===== Records provided

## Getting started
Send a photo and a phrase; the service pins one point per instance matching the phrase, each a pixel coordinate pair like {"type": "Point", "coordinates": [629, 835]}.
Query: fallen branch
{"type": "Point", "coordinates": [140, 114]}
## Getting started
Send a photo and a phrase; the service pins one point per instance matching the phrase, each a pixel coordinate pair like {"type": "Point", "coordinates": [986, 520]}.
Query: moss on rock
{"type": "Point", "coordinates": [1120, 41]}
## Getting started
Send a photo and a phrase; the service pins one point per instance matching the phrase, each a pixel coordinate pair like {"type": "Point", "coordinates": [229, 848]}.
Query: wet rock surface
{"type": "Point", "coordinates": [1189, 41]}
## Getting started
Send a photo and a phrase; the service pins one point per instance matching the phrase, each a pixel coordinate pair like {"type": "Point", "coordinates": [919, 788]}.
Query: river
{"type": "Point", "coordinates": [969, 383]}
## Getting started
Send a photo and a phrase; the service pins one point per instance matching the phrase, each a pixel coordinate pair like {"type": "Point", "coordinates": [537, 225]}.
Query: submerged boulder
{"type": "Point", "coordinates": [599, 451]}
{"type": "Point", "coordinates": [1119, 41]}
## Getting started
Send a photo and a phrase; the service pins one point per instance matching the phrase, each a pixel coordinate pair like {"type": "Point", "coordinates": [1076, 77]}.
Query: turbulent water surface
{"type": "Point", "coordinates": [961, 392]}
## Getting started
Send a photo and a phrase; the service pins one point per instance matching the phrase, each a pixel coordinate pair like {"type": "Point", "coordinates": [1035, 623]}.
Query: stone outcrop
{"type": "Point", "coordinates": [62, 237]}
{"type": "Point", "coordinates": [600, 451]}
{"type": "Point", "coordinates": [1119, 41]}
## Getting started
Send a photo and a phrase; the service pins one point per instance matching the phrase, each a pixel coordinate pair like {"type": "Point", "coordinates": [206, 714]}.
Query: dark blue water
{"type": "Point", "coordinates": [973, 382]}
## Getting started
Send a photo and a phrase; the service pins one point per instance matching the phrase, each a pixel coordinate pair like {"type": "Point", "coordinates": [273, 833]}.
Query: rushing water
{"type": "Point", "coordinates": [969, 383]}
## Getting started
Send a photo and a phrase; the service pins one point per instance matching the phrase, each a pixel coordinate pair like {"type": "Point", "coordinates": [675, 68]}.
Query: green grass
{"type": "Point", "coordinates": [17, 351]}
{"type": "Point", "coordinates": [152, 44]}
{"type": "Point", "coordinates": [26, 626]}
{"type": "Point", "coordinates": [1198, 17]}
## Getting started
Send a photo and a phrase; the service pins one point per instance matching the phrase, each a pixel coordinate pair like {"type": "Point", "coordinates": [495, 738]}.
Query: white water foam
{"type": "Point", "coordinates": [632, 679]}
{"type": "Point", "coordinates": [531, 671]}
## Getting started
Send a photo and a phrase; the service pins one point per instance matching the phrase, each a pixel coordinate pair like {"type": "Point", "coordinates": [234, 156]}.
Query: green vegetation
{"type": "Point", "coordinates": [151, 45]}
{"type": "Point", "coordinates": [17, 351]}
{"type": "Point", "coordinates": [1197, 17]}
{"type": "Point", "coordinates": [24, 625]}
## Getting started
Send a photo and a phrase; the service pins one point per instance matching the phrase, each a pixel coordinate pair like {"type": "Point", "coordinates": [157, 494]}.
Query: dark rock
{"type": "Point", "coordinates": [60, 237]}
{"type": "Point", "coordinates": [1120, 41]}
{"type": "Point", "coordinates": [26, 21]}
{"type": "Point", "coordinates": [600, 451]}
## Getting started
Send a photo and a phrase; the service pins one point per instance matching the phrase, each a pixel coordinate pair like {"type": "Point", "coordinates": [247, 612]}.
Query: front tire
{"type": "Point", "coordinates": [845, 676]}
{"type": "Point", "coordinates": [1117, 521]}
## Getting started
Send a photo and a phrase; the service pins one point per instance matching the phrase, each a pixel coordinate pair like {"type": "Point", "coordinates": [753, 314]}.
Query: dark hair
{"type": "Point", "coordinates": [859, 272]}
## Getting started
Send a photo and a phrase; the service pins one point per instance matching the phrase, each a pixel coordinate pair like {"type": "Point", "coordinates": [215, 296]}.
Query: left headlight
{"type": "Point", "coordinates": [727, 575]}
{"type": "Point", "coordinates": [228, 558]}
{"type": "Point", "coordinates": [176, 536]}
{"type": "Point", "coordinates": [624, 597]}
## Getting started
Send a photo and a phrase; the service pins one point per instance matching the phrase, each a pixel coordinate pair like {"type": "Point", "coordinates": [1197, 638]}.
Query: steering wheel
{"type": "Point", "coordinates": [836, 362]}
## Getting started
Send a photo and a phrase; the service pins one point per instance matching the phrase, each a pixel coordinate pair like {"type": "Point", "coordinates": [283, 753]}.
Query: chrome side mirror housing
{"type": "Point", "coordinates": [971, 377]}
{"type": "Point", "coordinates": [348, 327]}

==========

## What you should do
Nothing may be omitted. Restate all of the entries exactly.

## Exercise output
## Getting started
Send a photo and a phrase; the service pins one point per instance matching the phrase, each a pixel coordinate pair like {"type": "Point", "coordinates": [629, 835]}.
Query: fallen branch
{"type": "Point", "coordinates": [140, 114]}
## Getting started
Send a photo and a phrase; the service pins one point per instance matching the phrase, each a pixel coordinate pair like {"type": "Point", "coordinates": [986, 520]}.
Query: moss on rock
{"type": "Point", "coordinates": [1120, 41]}
## Getting started
Send a photo and a phrase; the service pins one point per instance matching the phrase, each a pixel coordinate pair like {"type": "Point", "coordinates": [229, 848]}.
Query: wet rock surface
{"type": "Point", "coordinates": [1189, 41]}
## Getting started
Send a photo and a phrase; the service pins one point per instance matching the phrase, each a pixel coordinate pair like {"type": "Point", "coordinates": [919, 788]}.
Query: river
{"type": "Point", "coordinates": [969, 383]}
## Getting started
Send a photo and a phrase; the service pins one point per instance matching the phrase, each a pixel coordinate pair like {"type": "Point", "coordinates": [537, 225]}.
Query: submerged boulder
{"type": "Point", "coordinates": [599, 451]}
{"type": "Point", "coordinates": [1119, 41]}
## Getting started
Send a photo and a phrase; the service pins one point per instance matching the phrase, each a pixel coordinate pair like {"type": "Point", "coordinates": [1076, 77]}.
Query: turbulent water surface
{"type": "Point", "coordinates": [961, 392]}
## Getting started
Send a photo and a phrase; the service pins one point per instance matching the phrase, each a pixel coordinate pair like {"type": "Point", "coordinates": [1035, 623]}.
Query: stone outcrop
{"type": "Point", "coordinates": [62, 237]}
{"type": "Point", "coordinates": [600, 451]}
{"type": "Point", "coordinates": [1119, 41]}
## Getting started
Send a photo and a phrase; the service pins one point per instance matching the phrase, each a pixel coordinate pair like {"type": "Point", "coordinates": [206, 714]}.
Query: dark blue water
{"type": "Point", "coordinates": [973, 382]}
## Getting started
Send a photo and a phrase; the service pins one point per instance matching the phrase, each a pixel coordinate pair like {"type": "Point", "coordinates": [273, 833]}.
Query: rushing water
{"type": "Point", "coordinates": [969, 383]}
## Getting started
Send a photo and a phrase; the service pins one point per instance matching the phrase, each a pixel coordinate pair like {"type": "Point", "coordinates": [675, 68]}.
Query: green grass
{"type": "Point", "coordinates": [17, 351]}
{"type": "Point", "coordinates": [152, 44]}
{"type": "Point", "coordinates": [26, 626]}
{"type": "Point", "coordinates": [1198, 17]}
## Getting started
Send a photo and a phrase; the service pins one point per instance matching the phrase, each a pixel coordinate pair like {"type": "Point", "coordinates": [495, 738]}.
Query: white water foam
{"type": "Point", "coordinates": [632, 679]}
{"type": "Point", "coordinates": [531, 671]}
## Getting started
Send a photo and a phrase; the service pins one point per instance matching the phrase, each a pixel coordinate pair like {"type": "Point", "coordinates": [234, 156]}.
Query: green vegetation
{"type": "Point", "coordinates": [151, 45]}
{"type": "Point", "coordinates": [17, 351]}
{"type": "Point", "coordinates": [1197, 17]}
{"type": "Point", "coordinates": [24, 625]}
## Getting started
Send a photo and a phrase; the service pins one point per instance matching the phrase, each a pixel coordinate pair like {"type": "Point", "coordinates": [157, 494]}.
Query: dark rock
{"type": "Point", "coordinates": [60, 237]}
{"type": "Point", "coordinates": [1120, 41]}
{"type": "Point", "coordinates": [26, 21]}
{"type": "Point", "coordinates": [600, 451]}
## Getting started
Send a photo and a phrase; the service pins one point per instance matching the phrase, each a pixel coordinate pair like {"type": "Point", "coordinates": [247, 612]}.
Query: front tire
{"type": "Point", "coordinates": [845, 676]}
{"type": "Point", "coordinates": [1117, 521]}
## Getting started
Send a photo and a phrase; the service pins one point per instance matching the phrase, each a pixel coordinate pair like {"type": "Point", "coordinates": [753, 314]}.
Query: dark hair
{"type": "Point", "coordinates": [859, 272]}
## Getting started
Send a photo and a phrase; the service pins one point per instance matching the phrase, each a pixel coordinate pair like {"type": "Point", "coordinates": [215, 296]}.
Query: left headlight
{"type": "Point", "coordinates": [727, 575]}
{"type": "Point", "coordinates": [228, 558]}
{"type": "Point", "coordinates": [176, 536]}
{"type": "Point", "coordinates": [624, 597]}
## Getting started
Send a photo and a phrase; the service pins one point per instance matching the phrase, each a pixel coordinate pair like {"type": "Point", "coordinates": [1197, 638]}.
Query: steering wheel
{"type": "Point", "coordinates": [836, 362]}
## Getting started
Send a photo and a phrase; the service pins one point per instance matching the phrase, each a pixel coordinate pair like {"type": "Point", "coordinates": [283, 753]}.
Query: chrome side mirror housing
{"type": "Point", "coordinates": [971, 377]}
{"type": "Point", "coordinates": [348, 327]}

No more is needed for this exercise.